Objective — Starting with the line that holds "point: ocean water", copy out each remaining line of the listing below, up to and including the last one, and include nothing else.
======== Source material
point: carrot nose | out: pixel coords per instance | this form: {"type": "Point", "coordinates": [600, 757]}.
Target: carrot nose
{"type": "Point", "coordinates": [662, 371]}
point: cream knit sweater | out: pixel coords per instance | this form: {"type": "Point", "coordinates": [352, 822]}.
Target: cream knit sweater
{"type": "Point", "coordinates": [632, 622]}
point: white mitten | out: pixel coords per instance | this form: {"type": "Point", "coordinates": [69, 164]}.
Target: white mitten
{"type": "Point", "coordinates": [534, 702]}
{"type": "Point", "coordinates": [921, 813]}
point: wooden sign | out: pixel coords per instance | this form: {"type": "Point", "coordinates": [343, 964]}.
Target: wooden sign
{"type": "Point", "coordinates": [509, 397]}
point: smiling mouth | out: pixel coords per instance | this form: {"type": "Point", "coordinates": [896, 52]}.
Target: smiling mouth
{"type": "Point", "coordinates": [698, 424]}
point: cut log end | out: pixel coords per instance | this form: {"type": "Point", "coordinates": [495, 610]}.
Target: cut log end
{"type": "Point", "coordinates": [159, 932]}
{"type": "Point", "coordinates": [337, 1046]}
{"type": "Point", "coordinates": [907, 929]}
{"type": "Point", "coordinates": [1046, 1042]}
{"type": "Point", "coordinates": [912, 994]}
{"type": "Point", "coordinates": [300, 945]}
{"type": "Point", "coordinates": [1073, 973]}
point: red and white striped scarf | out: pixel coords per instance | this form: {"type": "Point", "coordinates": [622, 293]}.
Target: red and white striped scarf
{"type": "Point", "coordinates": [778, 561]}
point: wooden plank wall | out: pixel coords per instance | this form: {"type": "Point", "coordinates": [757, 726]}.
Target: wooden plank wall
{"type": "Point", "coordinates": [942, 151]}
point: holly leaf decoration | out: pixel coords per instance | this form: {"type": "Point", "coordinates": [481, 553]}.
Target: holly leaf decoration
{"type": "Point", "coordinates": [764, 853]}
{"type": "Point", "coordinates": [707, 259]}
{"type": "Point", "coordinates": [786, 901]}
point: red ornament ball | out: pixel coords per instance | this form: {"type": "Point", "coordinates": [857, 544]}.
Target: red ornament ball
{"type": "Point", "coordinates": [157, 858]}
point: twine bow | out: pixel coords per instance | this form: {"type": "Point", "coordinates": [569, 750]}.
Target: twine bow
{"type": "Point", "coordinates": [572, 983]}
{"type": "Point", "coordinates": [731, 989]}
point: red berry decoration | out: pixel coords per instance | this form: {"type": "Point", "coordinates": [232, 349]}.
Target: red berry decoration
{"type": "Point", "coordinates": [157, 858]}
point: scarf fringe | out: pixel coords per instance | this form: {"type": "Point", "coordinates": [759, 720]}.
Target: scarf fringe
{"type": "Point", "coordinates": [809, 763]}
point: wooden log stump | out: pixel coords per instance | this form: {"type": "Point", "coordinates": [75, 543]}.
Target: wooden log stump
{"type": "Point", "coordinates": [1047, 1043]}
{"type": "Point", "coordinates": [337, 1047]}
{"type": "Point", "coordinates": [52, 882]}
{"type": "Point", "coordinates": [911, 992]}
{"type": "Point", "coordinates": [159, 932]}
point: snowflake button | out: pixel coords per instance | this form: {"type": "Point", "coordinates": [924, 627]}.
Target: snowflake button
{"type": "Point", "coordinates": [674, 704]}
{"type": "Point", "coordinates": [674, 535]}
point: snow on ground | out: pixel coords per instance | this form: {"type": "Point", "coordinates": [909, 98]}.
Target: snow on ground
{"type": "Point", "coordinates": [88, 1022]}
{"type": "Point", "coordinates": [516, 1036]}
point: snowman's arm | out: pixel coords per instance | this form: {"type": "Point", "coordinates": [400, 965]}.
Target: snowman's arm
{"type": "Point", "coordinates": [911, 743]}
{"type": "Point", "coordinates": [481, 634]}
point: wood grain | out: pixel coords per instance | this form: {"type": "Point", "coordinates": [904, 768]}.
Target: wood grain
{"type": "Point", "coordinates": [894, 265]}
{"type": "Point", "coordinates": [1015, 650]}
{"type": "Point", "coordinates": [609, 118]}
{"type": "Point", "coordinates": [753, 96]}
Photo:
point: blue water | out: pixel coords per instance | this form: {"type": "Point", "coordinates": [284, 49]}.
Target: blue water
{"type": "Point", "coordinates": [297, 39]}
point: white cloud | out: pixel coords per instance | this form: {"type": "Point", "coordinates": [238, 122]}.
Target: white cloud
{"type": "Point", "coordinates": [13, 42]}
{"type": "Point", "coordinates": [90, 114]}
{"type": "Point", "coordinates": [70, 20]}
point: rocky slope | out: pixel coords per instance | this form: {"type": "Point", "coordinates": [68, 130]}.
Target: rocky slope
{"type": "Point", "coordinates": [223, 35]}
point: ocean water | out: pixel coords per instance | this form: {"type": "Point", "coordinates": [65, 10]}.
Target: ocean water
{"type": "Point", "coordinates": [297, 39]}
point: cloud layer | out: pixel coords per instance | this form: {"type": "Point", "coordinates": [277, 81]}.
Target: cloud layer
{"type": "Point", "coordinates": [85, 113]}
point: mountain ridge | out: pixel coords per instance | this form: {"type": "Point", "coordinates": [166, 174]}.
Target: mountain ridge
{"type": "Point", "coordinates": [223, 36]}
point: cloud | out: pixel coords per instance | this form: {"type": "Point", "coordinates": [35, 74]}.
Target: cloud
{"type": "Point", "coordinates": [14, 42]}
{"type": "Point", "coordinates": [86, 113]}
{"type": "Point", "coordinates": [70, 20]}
================
The response —
point: ocean water | out: pixel coords per instance | this form: {"type": "Point", "coordinates": [65, 10]}.
Target: ocean water
{"type": "Point", "coordinates": [297, 39]}
point: cloud layer | out: pixel coords per instance | this form: {"type": "Point", "coordinates": [277, 81]}.
Target: cloud layer
{"type": "Point", "coordinates": [85, 113]}
point: mountain ridge | out: pixel coords per instance | this form: {"type": "Point", "coordinates": [166, 174]}.
Target: mountain ridge
{"type": "Point", "coordinates": [223, 36]}
point: cloud | out: pixel coords per instance | this form: {"type": "Point", "coordinates": [35, 74]}.
Target: cloud
{"type": "Point", "coordinates": [14, 42]}
{"type": "Point", "coordinates": [86, 113]}
{"type": "Point", "coordinates": [70, 20]}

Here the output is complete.